[WORK INSTRUCTION]:
Could you count the lines in the data that contain "dune"? Reply with the number only.
[SUPPLIED DATA — start]
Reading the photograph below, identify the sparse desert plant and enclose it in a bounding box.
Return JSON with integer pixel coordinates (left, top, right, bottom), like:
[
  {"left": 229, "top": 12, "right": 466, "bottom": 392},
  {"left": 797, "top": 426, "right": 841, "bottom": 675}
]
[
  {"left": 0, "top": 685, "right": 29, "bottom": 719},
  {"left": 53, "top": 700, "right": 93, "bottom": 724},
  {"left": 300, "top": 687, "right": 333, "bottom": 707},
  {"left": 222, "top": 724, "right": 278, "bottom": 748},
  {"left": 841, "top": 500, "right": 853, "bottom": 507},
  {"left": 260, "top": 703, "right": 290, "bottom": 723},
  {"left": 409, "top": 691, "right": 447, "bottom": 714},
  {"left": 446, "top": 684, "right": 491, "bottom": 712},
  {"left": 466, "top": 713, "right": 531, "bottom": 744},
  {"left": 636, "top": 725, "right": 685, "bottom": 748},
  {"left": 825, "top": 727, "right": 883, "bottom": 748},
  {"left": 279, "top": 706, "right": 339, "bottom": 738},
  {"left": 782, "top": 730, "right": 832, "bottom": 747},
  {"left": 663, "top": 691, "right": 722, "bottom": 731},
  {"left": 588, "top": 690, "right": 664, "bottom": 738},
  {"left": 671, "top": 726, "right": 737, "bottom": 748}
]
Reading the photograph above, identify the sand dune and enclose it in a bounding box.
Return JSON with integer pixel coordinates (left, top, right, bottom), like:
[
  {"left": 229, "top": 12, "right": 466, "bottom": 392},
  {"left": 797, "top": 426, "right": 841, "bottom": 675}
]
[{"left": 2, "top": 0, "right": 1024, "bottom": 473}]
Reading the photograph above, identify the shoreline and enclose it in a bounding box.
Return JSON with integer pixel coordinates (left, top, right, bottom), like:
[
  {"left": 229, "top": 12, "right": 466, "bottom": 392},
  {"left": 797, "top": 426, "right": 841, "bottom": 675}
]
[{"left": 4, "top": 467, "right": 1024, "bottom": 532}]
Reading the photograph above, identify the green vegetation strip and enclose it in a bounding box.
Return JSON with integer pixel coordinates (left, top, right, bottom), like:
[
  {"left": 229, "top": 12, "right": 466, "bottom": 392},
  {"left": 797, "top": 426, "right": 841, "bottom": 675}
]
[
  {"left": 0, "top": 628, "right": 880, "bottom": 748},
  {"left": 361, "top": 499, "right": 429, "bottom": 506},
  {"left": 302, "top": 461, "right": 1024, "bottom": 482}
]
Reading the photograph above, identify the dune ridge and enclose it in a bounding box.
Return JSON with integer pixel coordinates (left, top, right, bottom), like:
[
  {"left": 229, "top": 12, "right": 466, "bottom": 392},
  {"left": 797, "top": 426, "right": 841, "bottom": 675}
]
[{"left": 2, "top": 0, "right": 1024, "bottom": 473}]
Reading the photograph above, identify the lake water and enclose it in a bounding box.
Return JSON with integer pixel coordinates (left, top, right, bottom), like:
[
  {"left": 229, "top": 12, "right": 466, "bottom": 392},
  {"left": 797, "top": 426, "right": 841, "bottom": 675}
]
[SUPPLIED DATA — finish]
[SOLUTION TO THIS EXERCISE]:
2